*ARBEITSANWEISUNG*. Schreibe den Artikel über Glaubwürdigkeit in der Politik neu ab, beginnend mit "Karl Nolle, MdL" und weiter bis einschließlich "um die Posten.". Tausche dabei "Plastikchips" gegen "Pfandmarken".

*AUSGEWÄHLTER AUSZUG*.
━━━━
Karl Nolle, MdL
Die Welt, 09.05.2001
In Sachen Glaubwürdigkeit gelten in Sachsen eigene Regeln
Die "Basta"- Mentalität des Kurt Biedenkopf
DRESDEN. Oft sind es kleine Verfehlungen, die gravierende Folgen haben. Jürgen Möllemann (FDP) etwa wurden Plastikchips für Einkaufswagen zum Verhängnis. Das „pfiffige Produkt" eines Neffen, in einem amtlichen Werbebrief angepriesen, kostete den Wirtschaftsminister den Job. Mit der Traumschiff-Affäre ging Lothar Späth (CDU) baden. Der Stuttgarter Regierungschef ließ sich Dienstflüge sowie eine Ägäis-Tour von Firmen bezahlen. Den Niedersachsen Gerhard Glogowski (SPD) brachten freie Opernbesuche und ein gesponsertes Hochzeitsfest, den Bayern Max Streibl (CSU) die mangelnde Distanz zu Amigos um die Posten.
Für die politisch Mächtigen, die trotz enormen Arbeitspensums oft schlechter bezahlt werden als Sparkassenvorstände, gelten besonders strenge Maßstäbe. Kann doch ihre Glaubwürdigkeit, wie Klaus Bölling, Chef des Bundespresseamtes unter Kanzler Helmut Schmidt, einmal geschrieben hat, auch durch schlechten Stil Schaden nehmen. Diese unerbittliche Logik nimmt wenig Rücksicht auf erworbene Meriten. Im Freistaat Sachsen gelten da freilich andere Regen. Den Ministerpräsidenten Kurt Biedenkopf (CDU) und seine Gattin Ingrid, die offenbar seit Jahren Privates -und Dienstliches zu Lasten der Staatskasse vermischen, scheinen derartige Stolpersteine nicht zum Sturz zu bringen.
Erwiesene Verfehlungen sollen nun mit in Betracht gezogenen Nachzahlungen für die private Nutzung von Landespersonal und Dienstwagen sowie die kostenlose Verwandten-Unterbringung wieder aus der Welt geschafft werden. Dem an einem Dresdner Elbhang gelegenen Regierungshotel, in dem das sächsische Regentenpaar zu einmaligen Vorzugskonditionen in einer Dienstwohnung residiert, droht jetzt die Schließung. Dabei hatte der Rechnungshof bereits Mitte der Neunziger die preisgünstige Nutzung gerügt und auf enorme Kosten hingewiesen, die das Objekt für den Freistaat verursacht. Als angemessenes Entgeld wurde für 1993 ein Vollkostenpreis von 92 Mark je Quadratmeter ermittelt. Zuletzt zahlten die Biedenkopfs, bezogen auf 155 Quadratmeter - genutzt werden kann eine Fläche von insgesamt 240 Quadratmeter -, jedoch lediglich 8,15 Mark.
━━━━
*UNTERSUCHTE DATEN*.
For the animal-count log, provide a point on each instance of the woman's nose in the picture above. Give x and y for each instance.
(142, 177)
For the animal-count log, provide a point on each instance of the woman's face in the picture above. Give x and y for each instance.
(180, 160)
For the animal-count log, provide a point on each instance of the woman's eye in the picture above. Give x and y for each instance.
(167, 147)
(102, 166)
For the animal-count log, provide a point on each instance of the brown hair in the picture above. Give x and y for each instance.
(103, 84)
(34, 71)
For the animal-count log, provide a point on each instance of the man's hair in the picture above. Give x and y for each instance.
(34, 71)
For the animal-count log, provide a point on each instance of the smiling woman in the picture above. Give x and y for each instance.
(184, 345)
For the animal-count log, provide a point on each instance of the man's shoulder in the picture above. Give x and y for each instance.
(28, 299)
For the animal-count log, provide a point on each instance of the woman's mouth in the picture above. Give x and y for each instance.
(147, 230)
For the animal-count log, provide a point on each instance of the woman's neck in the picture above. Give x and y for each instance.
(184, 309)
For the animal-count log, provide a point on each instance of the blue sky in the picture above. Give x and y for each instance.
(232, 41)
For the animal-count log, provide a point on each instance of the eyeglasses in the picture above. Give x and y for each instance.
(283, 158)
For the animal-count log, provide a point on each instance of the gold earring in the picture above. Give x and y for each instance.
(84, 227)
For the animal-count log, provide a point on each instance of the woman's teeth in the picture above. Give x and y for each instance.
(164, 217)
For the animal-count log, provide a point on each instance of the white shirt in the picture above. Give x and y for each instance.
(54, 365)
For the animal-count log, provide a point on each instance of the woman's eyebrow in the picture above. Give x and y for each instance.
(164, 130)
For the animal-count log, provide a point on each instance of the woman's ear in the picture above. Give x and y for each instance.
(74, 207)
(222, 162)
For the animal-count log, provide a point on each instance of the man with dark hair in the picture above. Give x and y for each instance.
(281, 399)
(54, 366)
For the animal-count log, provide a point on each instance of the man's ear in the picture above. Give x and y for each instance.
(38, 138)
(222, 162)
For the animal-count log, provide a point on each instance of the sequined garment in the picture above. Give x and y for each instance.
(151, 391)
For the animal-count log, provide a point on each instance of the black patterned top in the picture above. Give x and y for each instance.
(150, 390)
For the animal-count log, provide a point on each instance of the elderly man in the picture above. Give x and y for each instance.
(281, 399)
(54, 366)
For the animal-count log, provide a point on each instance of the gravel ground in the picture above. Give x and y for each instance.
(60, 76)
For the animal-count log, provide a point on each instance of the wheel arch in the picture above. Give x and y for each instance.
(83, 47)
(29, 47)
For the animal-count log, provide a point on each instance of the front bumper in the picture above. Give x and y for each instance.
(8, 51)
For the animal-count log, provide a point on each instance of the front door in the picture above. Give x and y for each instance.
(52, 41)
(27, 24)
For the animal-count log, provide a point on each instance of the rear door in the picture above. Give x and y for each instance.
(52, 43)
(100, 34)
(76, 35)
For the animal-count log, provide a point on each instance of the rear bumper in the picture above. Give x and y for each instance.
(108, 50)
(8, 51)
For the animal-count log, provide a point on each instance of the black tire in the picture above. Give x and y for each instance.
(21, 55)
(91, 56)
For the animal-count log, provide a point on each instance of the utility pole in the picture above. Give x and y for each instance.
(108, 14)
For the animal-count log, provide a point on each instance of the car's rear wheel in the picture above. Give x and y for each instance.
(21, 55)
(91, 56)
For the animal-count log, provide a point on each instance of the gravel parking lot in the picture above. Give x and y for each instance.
━━━━
*SCHRIFTLICHE ANTWORT*.
Karl Nolle, MdL
Die Welt, 09.05.2001
In Sachen Glaubwürdigkeit gelten in Sachsen eigene Regeln
Die "Basta"- Mentalität des Kurt Biedenkopf
DRESDEN. Oft sind es kleine Verfehlungen, die gravierende Folgen haben. Jürgen Möllemann (FDP) etwa wurden Pfandmarken für Einkaufswagen zum Verhängnis. Das „pfiffige Produkt" eines Neffen, in einem amtlichen Werbebrief angepriesen, kostete den Wirtschaftsminister den Job. Mit der Traumschiff-Affäre ging Lothar Späth (CDU) baden. Der Stuttgarter Regierungschef ließ sich Dienstflüge sowie eine Ägäis-Tour von Firmen bezahlen. Den Niedersachsen Gerhard Glogowski (SPD) brachten freie Opernbesuche und ein gesponsertes Hochzeitsfest, den Bayern Max Streibl (CSU) die mangelnde Distanz zu Amigos um die Posten.